Short problem: Render the listing below as a numbered list, leaving out any blank lines.
**** Data extract ****
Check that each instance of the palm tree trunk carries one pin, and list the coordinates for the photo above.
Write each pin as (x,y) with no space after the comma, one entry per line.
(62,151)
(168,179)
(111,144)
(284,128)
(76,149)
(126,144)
****
Solution to this exercise:
1. Check that each instance of the palm tree trunk carries one pin, and list the coordinates for the photo above.
2. Write each pin as (x,y) with no space after the comma, one entry per line.
3. (62,151)
4. (168,179)
5. (111,144)
6. (284,128)
7. (76,149)
8. (126,144)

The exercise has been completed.